Article:
De même, le maire de Marmoutier (Mauremùnster), ajoute au bas de la liste des patentés : « Le soussigné... est entièrement d’avis que les 23 Juifs portés (sur la liste des Juifs proposés pour l’admission à la patente) en sont dignes, mais qu’encore, parmi les 17 déclarants auxquels on a refusé les certificats, il se trouve douze à quinze qui sont chargés d’enfants et qui n’auront aucun moyen de s’entretenir ; qui, depuis qu’ils sont instruits de refus viennent d’un moment à l’autre à la mairie, tantôt avec leurs vieux père et mère, tantôt avec leurs enfants à pleurer, à crier et à lamenter, parce qu’ils voyent le premier juillet comme leur premier jour sans pain.
Le soussigné croit que c’est un devoir de l’humanité de faire ces observations »

Le conseil municipal du chef-lieu fit preuve aussi dans cette affaire, sinon de sympathie pour les Juifs — nous en sommes loin, et cela n’a pas lieu de nous étonner, si nous nous souvenons de la politique constamment hostile de la municipalité strasbourgeoise depuis l’affaire de l’autorisation de séjour de Cerf Berr à la fin de l’Ancien Régime et pendant toute l’époque révolutionnaire — du moins de respect pour les droits de l’homme à leur égard. Cela ressort clairement du préambule qui figure en tête de la décision d’accorder la patente à certains Israélites de la ville, du 28 juin 1808, et de nouveau dans le préambule de la liste complémentaire du 12 mai 1809.

Données enregistrées:
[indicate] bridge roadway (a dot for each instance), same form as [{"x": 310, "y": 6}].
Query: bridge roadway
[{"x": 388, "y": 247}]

À faire:
[1] Recopiez fidèlement le passage de l'article sur les patentes compris entre « Le conseil municipal » et « 12 mai 1809. », ces deux bornes incluses.
[2] Reprenez l'article sur les patentes juste après sa dernière phrase et poursuivez sa rédaction.

Réponses par consigne:
[1]
Le conseil municipal du chef-lieu fit preuve aussi dans cette affaire, sinon de sympathie pour les Juifs — nous en sommes loin, et cela n’a pas lieu de nous étonner, si nous nous souvenons de la politique constamment hostile de la municipalité strasbourgeoise depuis l’affaire de l’autorisation de séjour de Cerf Berr à la fin de l’Ancien Régime et pendant toute l’époque révolutionnaire — du moins de respect pour les droits de l’homme à leur égard. Cela ressort clairement du préambule qui figure en tête de la décision d’accorder la patente à certains Israélites de la ville, du 28 juin 1808, et de nouveau dans le préambule de la liste complémentaire du 12 mai 1809.

[2]
Dans le premier de ces textes, on lit notamment : «Le conseil municipal, pénétré de l’importance de l’opération qui lui est déléguée, laquelle sortant du cercle de mes attributions ordinaires le constitue dans les fonctions délicates de jury moral et politique à la fois, considérant que dans le travail dont il est chargé il cherchera à remplir dignement les vues du gouvernement, qui sont de réprimer la corruption et le vice opiniâtre, mais qui sont aussi d’encourager ceux des Juifs qui, sous l’influence de sa protection et des progrès de la civilisation, ont ouvert les yeux à la dignité de citoyen et ont consacré à l’avantage de la société et des moeurs leurs travaux, leur industrie et leur fortune ; qu’en établissant cette distinction en leur faveur, il croit agir avec l’impartialité rigoureuse dont le gouvernement lui-même a donné l’exemple dans son décret impérial, où il a honorablement classé les Juifs de Paris, de Bordeaux et autres lieux... ; et qu’il doit croire, de son côté, que les Juifs de Strasbourg ne tarderont pas à se rendre dignes, à leur tour, de la même exception.», etc.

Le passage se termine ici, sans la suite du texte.